Yargılama sürecinde kaç kişi tutuklandı?
İlk etapta derneğin yöneticileri ve yurt müdürü dahil yedi kişi tutuklandı. Daha sonra dört kişi tahliye edildi, arkadaşlarımızın itirazı üzerine tekrar tutuklandılar. Ardından tekrar tahliyeler oldu ve şu an hapiste biri yurt müdürü, diğeri de dernek başkanı olmak üzere iki kişi tutuklu bulunuyor. Savcılığın iddianamesine göre şüphelilerin TCK’nın 85/2 maddesi uyarınca taksirle birden fazla kişinin ölümüne ve yaralanmasına sebebiyet verme suçundan cezalandırılması isteniyor. Bu sanıklar ceza alırsa 2’şer yıldan 15 yıla kadar hapis yatacaklar. Avukatlarımız aracılığıyla bu iddianameye itiraz ettik. Çünkü iddianame sadece buzdağının görünen kısmıyla ilgileniyor. Bu tarz bir iddianameyle yeni Aladağ’ların önüne geçilemez. Çünkü iddianame, sanıkları asli değil tali kusurlu olarak görüyor. Ayrıca yurtta çocuklara yasadışı bir şekilde eğitim veren, tarikat olması dışında hiçbir vasfı bulunmayan belletmenlerin yargılanmıyor oluşu da davanın yetersizliğini ortaya koyuyor.
Kaç aile şikâyetini sürdürüyor?
Biri bebek 11 çocuk hayatını kaybetmiş, 16 çocuk da yaralanmıştı. Zaten bebek, yurt müdürünün kızı. Müdürün kendisi tutuklu sanık, o davacı değil. Belki aile itfaiyeden davacı olabilir. Çünkü itfaiyenin sepeti olmadığı için kurtarmanın yeterli yapılmadığını söylüyorlar sanıklar. Diğer ölen 10 çocuğun ailesi davacı. Yanısıra yaralanan çocukların da ailelerinden bir kısmı davacı. Sadece çok hafif yaralı olanlar ve dernek yöneticisi olan aileler şu an şikayetçi görünmüyor. Bizim takip ettiğimiz 11 aile var. Bunun dışında 2 aile daha davacı. Yani toplam 13 aile. Şikâyetçi hiçbir aile davasından vazgeçmedi.
Ailelerin hesaplarına para yatırıldığı iddiası doğru mu?

Yapılacak Çalışmalar
**1.** Aladağ davasına ilişkin metne göre aşağıdaki soruları cevaplayınız.
(a) Şu an tutuklu bulunan iki kişi kimdir?
(b) Savcılığın iddianamesinde şüphelilerin TCK'nın hangi maddesi uyarınca cezalandırılması isteniyor?
(c) Toplam kaç aile davacıdır?
**2.** Aşağıdaki ifadelerin Aladağ davasına ilişkin metinle uyuşup uyuşmadığını belirtiniz. Her cevabı metinden alınan belirleyici sözlerle destekleyiniz.
(a) İlk etapta tutuklananlar arasında yurt müdürü de vardı.
(b) İddianame, sanıkları asli kusurlu olarak görüyor.
(c) Şikâyetçi ailelerden bazıları davasından vazgeçti.
**3.** Aladağ davasına ilişkin metni, son sorudan sonra gelecek bölümü yazarak sürdürünüz.

Sağlanan Veriler
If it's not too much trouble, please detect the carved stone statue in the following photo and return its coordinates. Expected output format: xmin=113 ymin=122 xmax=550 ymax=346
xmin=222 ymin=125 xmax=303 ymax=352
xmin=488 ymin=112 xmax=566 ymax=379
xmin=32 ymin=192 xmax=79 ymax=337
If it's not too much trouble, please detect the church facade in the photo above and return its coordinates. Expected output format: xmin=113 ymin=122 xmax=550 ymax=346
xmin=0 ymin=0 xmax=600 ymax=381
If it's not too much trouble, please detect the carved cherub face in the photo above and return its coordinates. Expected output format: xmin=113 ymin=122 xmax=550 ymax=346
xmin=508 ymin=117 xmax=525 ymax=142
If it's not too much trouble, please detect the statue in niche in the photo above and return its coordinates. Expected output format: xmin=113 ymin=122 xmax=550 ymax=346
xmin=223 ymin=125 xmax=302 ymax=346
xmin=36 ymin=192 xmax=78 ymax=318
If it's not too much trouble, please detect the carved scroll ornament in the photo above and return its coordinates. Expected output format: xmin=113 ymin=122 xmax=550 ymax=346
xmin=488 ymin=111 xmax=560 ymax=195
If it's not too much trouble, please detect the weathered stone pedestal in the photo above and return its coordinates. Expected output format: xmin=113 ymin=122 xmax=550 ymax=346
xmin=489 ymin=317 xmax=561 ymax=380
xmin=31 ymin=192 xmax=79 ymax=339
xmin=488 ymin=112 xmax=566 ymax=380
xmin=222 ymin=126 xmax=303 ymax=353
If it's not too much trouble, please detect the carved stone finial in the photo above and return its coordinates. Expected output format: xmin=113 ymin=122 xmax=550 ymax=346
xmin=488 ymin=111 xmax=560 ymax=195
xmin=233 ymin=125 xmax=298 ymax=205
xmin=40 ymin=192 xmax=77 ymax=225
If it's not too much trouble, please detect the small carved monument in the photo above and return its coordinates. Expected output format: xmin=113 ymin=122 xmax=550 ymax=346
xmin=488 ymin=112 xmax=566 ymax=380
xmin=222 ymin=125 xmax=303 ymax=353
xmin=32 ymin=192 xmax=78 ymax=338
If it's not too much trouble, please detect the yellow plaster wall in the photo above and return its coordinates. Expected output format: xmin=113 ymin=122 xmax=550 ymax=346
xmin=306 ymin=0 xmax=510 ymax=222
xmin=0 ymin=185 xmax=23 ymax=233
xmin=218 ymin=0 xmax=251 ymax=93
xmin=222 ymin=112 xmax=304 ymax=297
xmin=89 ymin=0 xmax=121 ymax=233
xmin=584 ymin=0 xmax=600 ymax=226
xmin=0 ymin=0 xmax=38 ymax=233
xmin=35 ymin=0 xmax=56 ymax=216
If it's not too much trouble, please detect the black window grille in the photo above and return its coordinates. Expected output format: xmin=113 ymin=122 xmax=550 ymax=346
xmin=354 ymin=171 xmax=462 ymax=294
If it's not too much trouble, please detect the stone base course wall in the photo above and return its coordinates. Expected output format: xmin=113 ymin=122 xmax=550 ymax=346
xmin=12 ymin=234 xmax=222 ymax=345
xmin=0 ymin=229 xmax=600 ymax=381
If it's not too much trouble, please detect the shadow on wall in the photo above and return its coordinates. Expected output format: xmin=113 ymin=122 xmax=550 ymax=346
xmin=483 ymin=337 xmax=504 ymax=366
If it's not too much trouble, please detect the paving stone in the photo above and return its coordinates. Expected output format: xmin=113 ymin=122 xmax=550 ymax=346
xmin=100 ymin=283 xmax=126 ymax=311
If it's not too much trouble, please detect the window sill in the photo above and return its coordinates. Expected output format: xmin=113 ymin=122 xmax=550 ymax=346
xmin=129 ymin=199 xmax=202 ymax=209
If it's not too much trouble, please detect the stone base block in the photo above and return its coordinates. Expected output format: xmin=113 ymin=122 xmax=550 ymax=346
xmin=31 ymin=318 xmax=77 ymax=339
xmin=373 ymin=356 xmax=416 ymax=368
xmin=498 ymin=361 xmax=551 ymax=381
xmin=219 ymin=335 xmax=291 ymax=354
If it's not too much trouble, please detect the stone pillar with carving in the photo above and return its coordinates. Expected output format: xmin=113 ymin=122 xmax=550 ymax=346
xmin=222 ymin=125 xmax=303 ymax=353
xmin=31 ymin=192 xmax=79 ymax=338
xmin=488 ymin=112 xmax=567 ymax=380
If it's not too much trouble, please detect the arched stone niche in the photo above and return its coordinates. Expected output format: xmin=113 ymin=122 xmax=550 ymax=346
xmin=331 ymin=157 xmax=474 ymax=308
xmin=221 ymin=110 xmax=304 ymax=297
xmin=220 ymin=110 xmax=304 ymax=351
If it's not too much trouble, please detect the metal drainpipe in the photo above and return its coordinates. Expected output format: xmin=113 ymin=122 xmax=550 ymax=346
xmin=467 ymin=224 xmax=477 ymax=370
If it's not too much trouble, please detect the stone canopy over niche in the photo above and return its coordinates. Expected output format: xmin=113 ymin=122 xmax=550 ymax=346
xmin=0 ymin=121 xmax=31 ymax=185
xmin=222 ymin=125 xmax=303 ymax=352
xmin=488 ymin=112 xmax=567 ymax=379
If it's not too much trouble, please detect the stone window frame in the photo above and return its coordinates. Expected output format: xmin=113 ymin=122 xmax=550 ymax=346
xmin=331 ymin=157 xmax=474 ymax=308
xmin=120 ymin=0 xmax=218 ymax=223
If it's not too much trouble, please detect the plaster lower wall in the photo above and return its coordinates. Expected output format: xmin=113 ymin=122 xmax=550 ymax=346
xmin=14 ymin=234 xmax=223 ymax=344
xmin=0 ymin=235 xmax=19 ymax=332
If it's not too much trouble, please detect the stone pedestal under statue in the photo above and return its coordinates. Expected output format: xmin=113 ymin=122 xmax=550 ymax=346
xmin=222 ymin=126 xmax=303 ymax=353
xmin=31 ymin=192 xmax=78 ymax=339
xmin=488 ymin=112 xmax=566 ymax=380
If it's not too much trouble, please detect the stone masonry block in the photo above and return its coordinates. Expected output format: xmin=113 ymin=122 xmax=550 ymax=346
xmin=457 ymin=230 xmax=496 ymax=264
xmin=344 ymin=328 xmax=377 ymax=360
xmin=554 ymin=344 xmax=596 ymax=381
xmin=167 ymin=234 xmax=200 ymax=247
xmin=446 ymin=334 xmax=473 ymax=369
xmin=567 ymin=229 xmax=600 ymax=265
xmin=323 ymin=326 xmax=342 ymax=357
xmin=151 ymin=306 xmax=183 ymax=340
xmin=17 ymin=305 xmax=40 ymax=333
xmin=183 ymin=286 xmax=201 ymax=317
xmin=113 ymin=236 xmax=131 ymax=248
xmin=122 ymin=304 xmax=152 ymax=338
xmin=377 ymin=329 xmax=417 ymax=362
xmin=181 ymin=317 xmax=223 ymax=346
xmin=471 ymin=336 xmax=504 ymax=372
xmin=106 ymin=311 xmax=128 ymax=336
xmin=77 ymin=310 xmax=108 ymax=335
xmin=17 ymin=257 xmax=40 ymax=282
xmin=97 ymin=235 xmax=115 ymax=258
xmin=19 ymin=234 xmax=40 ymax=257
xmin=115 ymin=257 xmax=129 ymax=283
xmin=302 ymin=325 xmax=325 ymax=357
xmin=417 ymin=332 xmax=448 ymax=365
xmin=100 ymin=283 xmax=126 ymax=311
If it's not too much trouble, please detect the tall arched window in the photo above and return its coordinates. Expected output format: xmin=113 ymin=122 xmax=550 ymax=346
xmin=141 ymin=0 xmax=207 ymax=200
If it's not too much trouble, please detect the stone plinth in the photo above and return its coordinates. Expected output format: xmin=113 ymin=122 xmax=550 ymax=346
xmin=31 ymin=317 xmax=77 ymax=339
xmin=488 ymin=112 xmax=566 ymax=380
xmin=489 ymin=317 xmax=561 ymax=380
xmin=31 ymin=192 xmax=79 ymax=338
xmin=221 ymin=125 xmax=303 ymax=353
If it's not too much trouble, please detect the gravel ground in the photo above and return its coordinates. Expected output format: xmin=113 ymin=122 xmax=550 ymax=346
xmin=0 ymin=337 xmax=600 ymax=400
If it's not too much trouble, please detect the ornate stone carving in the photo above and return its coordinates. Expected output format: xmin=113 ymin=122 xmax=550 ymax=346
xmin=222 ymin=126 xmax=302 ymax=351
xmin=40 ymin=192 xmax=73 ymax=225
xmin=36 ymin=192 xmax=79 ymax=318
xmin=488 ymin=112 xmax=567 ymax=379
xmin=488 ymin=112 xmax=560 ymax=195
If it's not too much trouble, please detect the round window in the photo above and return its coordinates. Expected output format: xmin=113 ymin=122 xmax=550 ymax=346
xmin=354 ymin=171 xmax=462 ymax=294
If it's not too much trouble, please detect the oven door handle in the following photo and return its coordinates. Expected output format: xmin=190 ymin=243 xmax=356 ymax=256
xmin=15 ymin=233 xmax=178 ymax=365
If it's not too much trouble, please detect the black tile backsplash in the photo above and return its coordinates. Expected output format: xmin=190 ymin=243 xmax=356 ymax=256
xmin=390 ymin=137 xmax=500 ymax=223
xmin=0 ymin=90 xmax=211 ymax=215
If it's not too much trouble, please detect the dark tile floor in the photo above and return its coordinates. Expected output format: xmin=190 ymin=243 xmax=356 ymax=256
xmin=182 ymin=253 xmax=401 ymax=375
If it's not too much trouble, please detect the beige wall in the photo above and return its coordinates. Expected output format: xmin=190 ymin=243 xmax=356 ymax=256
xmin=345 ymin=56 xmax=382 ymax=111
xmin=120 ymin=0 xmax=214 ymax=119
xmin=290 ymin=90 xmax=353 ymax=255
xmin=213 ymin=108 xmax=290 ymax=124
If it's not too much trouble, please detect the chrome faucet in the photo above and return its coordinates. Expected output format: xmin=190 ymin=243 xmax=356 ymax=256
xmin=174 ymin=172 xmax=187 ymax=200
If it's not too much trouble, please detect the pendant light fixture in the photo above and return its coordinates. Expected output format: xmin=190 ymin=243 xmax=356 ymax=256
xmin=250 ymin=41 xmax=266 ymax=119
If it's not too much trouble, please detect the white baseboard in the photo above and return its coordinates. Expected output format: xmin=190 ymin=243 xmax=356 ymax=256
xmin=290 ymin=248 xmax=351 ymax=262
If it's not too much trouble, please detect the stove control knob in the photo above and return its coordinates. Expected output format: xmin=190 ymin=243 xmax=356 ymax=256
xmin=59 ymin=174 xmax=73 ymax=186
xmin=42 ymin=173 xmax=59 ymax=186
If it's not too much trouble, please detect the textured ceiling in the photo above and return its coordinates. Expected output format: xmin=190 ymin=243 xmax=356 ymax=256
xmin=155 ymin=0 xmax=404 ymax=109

Görev Cevapları
**1.**
(a) Yurt müdürü ve dernek başkanı.
(b) 85/2 maddesi.
(c) 13 aile.

**2.**
(a) Evet: "İlk etapta derneğin yöneticileri ve yurt müdürü dahil yedi kişi tutuklandı."
(b) Hayır: "Çünkü iddianame, sanıkları asli değil tali kusurlu olarak görüyor."
(c) Hayır: "Şikâyetçi hiçbir aile davasından vazgeçmedi."

**3.**
Tabii, dekontlar var. Her ailenin hesabına dava öncesinde dernek adına yaralı çocuklar için 5.000, ölenler için 15.000 TL yatırılmış. Tabii hem yaralı hem de ölen çocuğu olan ailelerin hesabına daha fazla yatmış oluyor. Ailelerin hesap numaraları nasıl bulunmuş da bu paralar yatırılmış, meçhul. Davanın ilk duruşması öncesinde tüm işleri kotarmaya çalışmışlar. Yurdu yıkmışlar, yıkılan yurdun arsasını satıp bu parayı tüm ailelerin hesabına yatırmışlar, şikâyetçi olmamaları için çaba sarfetmişler… Mahkeme sırasında sanıklardan biri çocuklardan birine “bu yurt olmasa sen okuyabilir miydin” diye sordu! Avukat arkadaşlarımızdan biri de “siz devlet diye bir şey duydunuz mu” diye sordu.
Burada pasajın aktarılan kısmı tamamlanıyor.